** start of Data section **
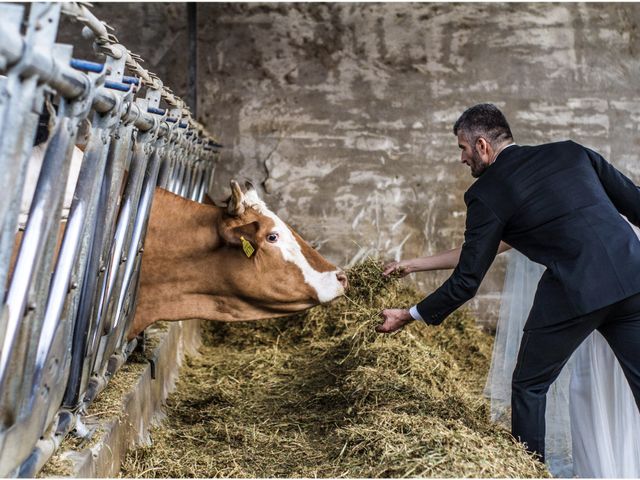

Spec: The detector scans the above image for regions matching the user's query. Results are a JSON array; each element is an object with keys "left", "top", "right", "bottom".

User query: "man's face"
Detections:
[{"left": 458, "top": 133, "right": 491, "bottom": 178}]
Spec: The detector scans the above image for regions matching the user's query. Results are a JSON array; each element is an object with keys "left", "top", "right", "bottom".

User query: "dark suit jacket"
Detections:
[{"left": 417, "top": 141, "right": 640, "bottom": 329}]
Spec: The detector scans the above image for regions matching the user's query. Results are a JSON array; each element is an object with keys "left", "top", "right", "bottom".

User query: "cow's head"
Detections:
[
  {"left": 129, "top": 181, "right": 347, "bottom": 337},
  {"left": 218, "top": 181, "right": 347, "bottom": 312}
]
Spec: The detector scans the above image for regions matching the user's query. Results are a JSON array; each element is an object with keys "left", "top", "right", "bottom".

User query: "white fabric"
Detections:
[{"left": 485, "top": 219, "right": 640, "bottom": 478}]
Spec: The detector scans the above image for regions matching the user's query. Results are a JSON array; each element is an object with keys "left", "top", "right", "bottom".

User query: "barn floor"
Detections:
[{"left": 120, "top": 262, "right": 548, "bottom": 478}]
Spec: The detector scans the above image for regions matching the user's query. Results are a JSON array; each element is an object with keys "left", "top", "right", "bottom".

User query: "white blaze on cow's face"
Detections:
[{"left": 244, "top": 189, "right": 347, "bottom": 303}]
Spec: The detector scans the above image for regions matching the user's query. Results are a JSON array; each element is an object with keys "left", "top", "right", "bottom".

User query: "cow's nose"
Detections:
[{"left": 336, "top": 271, "right": 349, "bottom": 290}]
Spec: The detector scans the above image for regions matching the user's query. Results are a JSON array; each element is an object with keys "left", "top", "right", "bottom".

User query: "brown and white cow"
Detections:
[
  {"left": 129, "top": 181, "right": 347, "bottom": 338},
  {"left": 16, "top": 145, "right": 347, "bottom": 339}
]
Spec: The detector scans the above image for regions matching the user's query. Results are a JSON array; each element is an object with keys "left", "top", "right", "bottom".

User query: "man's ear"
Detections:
[{"left": 475, "top": 137, "right": 491, "bottom": 156}]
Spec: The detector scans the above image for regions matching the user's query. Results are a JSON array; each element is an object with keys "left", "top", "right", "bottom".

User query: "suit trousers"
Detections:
[{"left": 511, "top": 293, "right": 640, "bottom": 461}]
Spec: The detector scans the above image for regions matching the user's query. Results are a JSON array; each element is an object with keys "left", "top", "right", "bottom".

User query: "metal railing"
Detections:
[{"left": 0, "top": 3, "right": 221, "bottom": 476}]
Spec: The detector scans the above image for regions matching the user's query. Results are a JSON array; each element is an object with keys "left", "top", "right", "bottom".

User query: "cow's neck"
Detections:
[{"left": 132, "top": 189, "right": 233, "bottom": 334}]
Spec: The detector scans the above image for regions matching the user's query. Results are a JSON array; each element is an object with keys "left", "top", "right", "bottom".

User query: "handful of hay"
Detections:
[{"left": 122, "top": 260, "right": 548, "bottom": 478}]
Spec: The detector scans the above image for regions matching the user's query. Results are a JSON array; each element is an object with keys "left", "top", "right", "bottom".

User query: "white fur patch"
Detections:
[{"left": 244, "top": 190, "right": 344, "bottom": 303}]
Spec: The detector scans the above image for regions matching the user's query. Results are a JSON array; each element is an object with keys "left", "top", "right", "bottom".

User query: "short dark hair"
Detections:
[{"left": 453, "top": 103, "right": 513, "bottom": 147}]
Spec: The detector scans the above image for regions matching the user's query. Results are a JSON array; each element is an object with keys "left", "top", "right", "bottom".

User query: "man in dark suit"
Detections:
[{"left": 377, "top": 104, "right": 640, "bottom": 461}]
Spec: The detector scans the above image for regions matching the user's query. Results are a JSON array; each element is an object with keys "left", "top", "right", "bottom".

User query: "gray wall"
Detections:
[{"left": 60, "top": 3, "right": 640, "bottom": 326}]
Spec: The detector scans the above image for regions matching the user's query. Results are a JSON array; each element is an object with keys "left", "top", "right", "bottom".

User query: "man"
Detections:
[{"left": 376, "top": 104, "right": 640, "bottom": 461}]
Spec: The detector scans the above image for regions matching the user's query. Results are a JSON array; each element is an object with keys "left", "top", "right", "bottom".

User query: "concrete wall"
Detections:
[{"left": 58, "top": 3, "right": 640, "bottom": 326}]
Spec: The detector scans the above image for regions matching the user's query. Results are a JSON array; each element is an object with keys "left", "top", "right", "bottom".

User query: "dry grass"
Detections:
[{"left": 121, "top": 261, "right": 548, "bottom": 478}]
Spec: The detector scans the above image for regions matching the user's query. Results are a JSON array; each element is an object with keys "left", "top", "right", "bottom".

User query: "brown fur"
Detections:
[{"left": 129, "top": 189, "right": 337, "bottom": 338}]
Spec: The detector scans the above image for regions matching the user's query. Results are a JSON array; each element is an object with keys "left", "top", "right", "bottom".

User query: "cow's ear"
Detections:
[{"left": 220, "top": 221, "right": 261, "bottom": 250}]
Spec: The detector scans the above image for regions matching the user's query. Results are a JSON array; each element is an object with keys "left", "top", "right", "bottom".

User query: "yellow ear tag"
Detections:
[{"left": 240, "top": 237, "right": 256, "bottom": 258}]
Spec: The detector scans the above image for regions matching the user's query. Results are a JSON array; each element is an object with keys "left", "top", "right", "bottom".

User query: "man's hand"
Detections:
[
  {"left": 376, "top": 308, "right": 413, "bottom": 333},
  {"left": 382, "top": 260, "right": 411, "bottom": 277}
]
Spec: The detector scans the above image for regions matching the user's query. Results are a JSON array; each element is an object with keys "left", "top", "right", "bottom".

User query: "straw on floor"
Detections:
[{"left": 121, "top": 260, "right": 549, "bottom": 478}]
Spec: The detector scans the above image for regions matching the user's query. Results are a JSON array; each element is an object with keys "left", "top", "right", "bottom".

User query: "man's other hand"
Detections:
[
  {"left": 376, "top": 308, "right": 413, "bottom": 333},
  {"left": 382, "top": 260, "right": 411, "bottom": 277}
]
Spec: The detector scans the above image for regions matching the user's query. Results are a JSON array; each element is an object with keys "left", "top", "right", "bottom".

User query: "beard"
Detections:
[{"left": 470, "top": 148, "right": 489, "bottom": 178}]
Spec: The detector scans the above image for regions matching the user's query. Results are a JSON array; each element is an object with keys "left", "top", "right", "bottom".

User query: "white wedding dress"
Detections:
[{"left": 485, "top": 219, "right": 640, "bottom": 478}]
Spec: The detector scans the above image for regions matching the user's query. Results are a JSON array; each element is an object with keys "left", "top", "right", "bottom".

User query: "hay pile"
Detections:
[{"left": 121, "top": 261, "right": 548, "bottom": 478}]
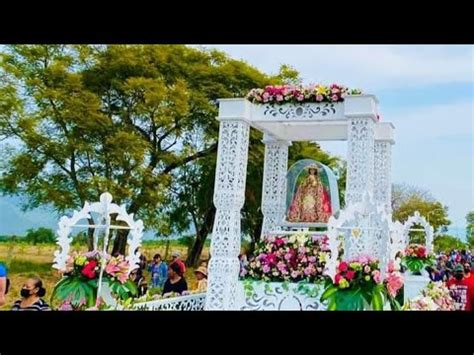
** end of Data section **
Return each line above that contains the string "wall".

Answer for this exercise »
User query: "gray wall"
User query: "concrete wall"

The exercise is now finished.